─── BLOK TEKS ───

Sekalipun pada akhirnya dapat menjadi bahan kajian ilmiah dan ilmu filsafat, dan bahkan bisa jadi mereka akan menyetarakan System Pencerahan ini. Sekedar sebagai hasil sebuah proses pemikiran belaka itulah kebiasaan kaum obyektifis dan kaum rasional, semuanya di luar kepentingan dan kebutuhan Tandava Nrtya, yang mengutamakan pengalaman praktis Kenyataan dari pada pernyataan dan gagasan-gagasannya.

Tandava Nrtya hanya menawarkan jalan yang nyata dan akurat tak tersangkalkan dan tak terhindarkan agar dapat mengalami Kenyataan sebagaimana Kenyataan itu sendiri tanpa diganggu atau dicemari oleh sebuah konsepsi atau persepsi apapun, apakah itu konsepsi ilmiah atau filsafat maupun konsepsi agama.
Bagaimana seharusnya menyaksikan Kenyataan dengan kejernihan pikiran, pikiran yang hening, tidak bergerak sedikitpun, maka kamu akan mengalami dan merasakan Kenyataan sebagai suatu Keindahan yang tanpa cacat sedikitpun.



PIKIRAN HANYA MENGHASILKAN DUALISME
Dalam Keheningan,
anda tidak akan melihat sedikitpun hal-hal yang buruk dan negatif,
yang ADA hanyalah Kedamaian, Keindahan, Keharmonisan, Kebahagiaan .

─── INFORMASI TERCATAT ───

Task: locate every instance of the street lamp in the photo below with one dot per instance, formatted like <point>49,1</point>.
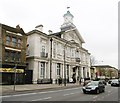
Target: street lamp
<point>72,42</point>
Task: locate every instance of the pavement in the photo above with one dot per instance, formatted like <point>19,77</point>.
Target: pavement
<point>11,89</point>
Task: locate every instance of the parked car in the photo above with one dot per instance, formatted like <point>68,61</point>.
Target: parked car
<point>104,82</point>
<point>115,82</point>
<point>109,81</point>
<point>94,87</point>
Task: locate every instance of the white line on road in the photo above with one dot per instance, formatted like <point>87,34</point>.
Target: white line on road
<point>71,93</point>
<point>41,99</point>
<point>39,92</point>
<point>95,96</point>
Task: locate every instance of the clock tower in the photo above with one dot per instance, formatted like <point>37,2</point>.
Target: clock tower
<point>68,21</point>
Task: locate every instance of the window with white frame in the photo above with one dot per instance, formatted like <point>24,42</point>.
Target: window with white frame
<point>43,48</point>
<point>54,49</point>
<point>58,69</point>
<point>42,70</point>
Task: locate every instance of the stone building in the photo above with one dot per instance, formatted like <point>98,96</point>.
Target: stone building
<point>12,54</point>
<point>60,54</point>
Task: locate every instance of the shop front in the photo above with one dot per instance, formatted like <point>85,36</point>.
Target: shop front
<point>8,76</point>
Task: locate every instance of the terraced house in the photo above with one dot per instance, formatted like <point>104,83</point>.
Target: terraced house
<point>12,54</point>
<point>57,55</point>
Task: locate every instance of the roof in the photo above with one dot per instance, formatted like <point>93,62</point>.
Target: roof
<point>12,29</point>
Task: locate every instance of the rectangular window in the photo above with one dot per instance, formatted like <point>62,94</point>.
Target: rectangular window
<point>14,41</point>
<point>58,69</point>
<point>43,49</point>
<point>13,57</point>
<point>6,55</point>
<point>7,40</point>
<point>19,43</point>
<point>18,56</point>
<point>42,71</point>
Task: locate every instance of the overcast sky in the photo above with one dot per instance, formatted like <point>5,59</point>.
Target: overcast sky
<point>96,20</point>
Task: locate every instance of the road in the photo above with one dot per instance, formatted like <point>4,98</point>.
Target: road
<point>71,94</point>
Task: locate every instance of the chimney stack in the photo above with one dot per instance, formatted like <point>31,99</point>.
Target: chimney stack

───

* **KUMPULAN TUGAS**
**A)** Jawab pertanyaan berikut berdasarkan teks tentang Tandava Nrtya:
(i) Apa yang diutamakan Tandava Nrtya daripada pernyataan dan gagasan-gagasannya?
(ii) Konsepsi apa saja yang disebut tidak boleh mengganggu atau mencemari pengalaman Kenyataan?
(iii) Dalam Keheningan, apa saja yang dinyatakan ADA?
**B)** Pilih setiap baris catatan yang memuat kata "overcast".

* **JAWABAN PER TUGAS**
**A)**
(i) Pengalaman praktis Kenyataan.
(ii) Konsepsi ilmiah, konsepsi filsafat, dan konsepsi agama.
(iii) Kedamaian, Keindahan, Keharmonisan, dan Kebahagiaan.

**B)**
Task: locate every instance of the overcast sky in the photo above with one dot per instance, formatted like <point>5,59</point>.
Target: overcast sky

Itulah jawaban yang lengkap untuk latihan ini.